- Activity list -
• A. Reproduce the passage of the atmospheric carbon text between "Let us assume" and "-.00002 = .00001 kPa)", inclusive.
• B. In the atmospheric carbon text, what does the symbol R represent?

- Supplied text -
◆ ◆ ◆

In order to calculate this group of numbers we would need to know the pressure of oxygen in kPa, the total carbon mass in living protoplasm and the ratio of time that the rubisco molecule spends reacting with carbon dioxide and oxygen. However without these three measurements we can still satisfy our mathematical curiosity.
Let us assume that this imaginary planet like our Earth, is quite full of plants and there is no room left for any more and that the increased growth will become sequestered carbon in the form of xylem, organic material in soil or ooze on the bottom of the ocean. This means that R will not actually change in size.
So we can't write dR/dt= RAδC because we are not letting R increase in size. But the plants are growing faster and removing carbon from the atmosphere so we can write -dC/dt= PRAδC
Where P is the constant of proportionality, which converts gigatonnes of carbon to partial pressure. i.e. C = P*Carbon content of the atmosphere: having units of kilopascal per gigatonne (kPa/Gt)
C is the partial pressure of carbon dioxide
R is the mass of carbon in living cells
δC is the imbalance in the level of C, (in this example the initial imbalance is .00003 -.00002 = .00001 kPa)
dC/dt=.00002 PRA - PRAC
The solution is given by
C=(1/PRA) *[.00002 PRA - K (exp -PRAt)] and K is a constant of integration that can be determined by the initial conditions
When t=0 C=.00003
C=(1/PRA)(.00002 PRA - K)
.00003 =(1/PRA)(.00002 PRA - K)
K=- .00001 PRA
When t = 1000 years C=.000025
PRA(.000025) = .00002 PRA + .00001 PRA (exp - PRA* 1000)
25= 20 +10 (exp -PRA*1000)
5= 10 (exp -pra*1000)

◆ ◆ ◆

- Dataset extract -
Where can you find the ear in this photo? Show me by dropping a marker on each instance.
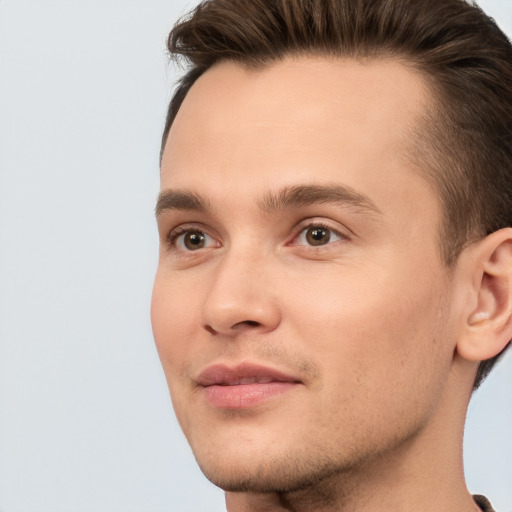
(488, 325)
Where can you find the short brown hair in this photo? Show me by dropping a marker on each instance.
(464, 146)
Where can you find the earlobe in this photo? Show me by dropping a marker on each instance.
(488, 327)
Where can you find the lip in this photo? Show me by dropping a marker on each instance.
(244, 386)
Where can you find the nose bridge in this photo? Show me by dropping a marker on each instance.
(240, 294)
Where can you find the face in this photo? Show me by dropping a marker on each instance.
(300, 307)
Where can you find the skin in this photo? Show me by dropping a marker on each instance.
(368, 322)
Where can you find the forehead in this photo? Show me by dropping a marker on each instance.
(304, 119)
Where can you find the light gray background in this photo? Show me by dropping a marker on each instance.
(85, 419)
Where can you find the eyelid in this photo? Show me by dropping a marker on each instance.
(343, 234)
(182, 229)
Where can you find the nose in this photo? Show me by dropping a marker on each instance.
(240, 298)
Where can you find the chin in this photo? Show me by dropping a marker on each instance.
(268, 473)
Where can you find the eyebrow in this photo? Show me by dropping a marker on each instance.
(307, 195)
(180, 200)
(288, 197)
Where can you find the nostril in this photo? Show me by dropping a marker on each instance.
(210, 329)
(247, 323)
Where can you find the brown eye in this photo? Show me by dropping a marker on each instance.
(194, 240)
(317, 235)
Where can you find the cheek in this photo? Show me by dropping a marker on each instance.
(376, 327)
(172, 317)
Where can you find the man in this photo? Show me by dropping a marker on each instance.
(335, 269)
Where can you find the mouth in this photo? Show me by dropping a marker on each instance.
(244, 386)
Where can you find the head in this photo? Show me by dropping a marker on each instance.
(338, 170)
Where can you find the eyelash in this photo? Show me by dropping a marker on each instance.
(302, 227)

◆ ◆ ◆

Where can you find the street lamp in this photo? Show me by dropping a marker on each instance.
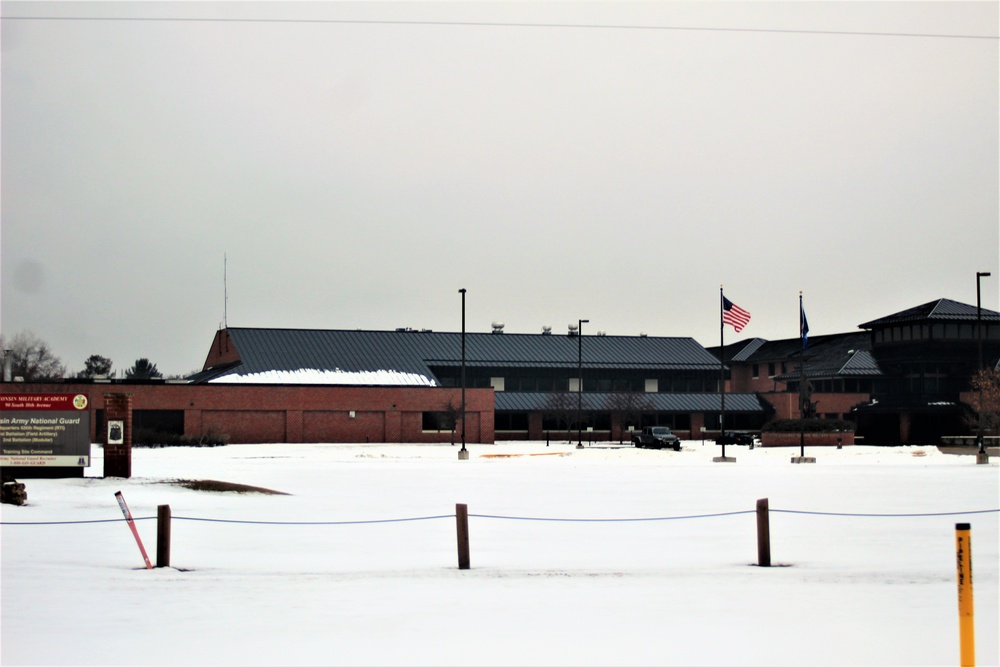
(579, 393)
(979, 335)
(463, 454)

◆ ◆ ◆

- Task-by-task results -
• A.
Let us assume that this imaginary planet like our Earth, is quite full of plants and there is no room left for any more and that the increased growth will become sequestered carbon in the form of xylem, organic material in soil or ooze on the bottom of the ocean. This means that R will not actually change in size.
So we can't write dR/dt= RAδC because we are not letting R increase in size. But the plants are growing faster and removing carbon from the atmosphere so we can write -dC/dt= PRAδC
Where P is the constant of proportionality, which converts gigatonnes of carbon to partial pressure. i.e. C = P*Carbon content of the atmosphere: having units of kilopascal per gigatonne (kPa/Gt)
C is the partial pressure of carbon dioxide
R is the mass of carbon in living cells
δC is the imbalance in the level of C, (in this example the initial imbalance is .00003 -.00002 = .00001 kPa)

• B. The mass of carbon in living cells.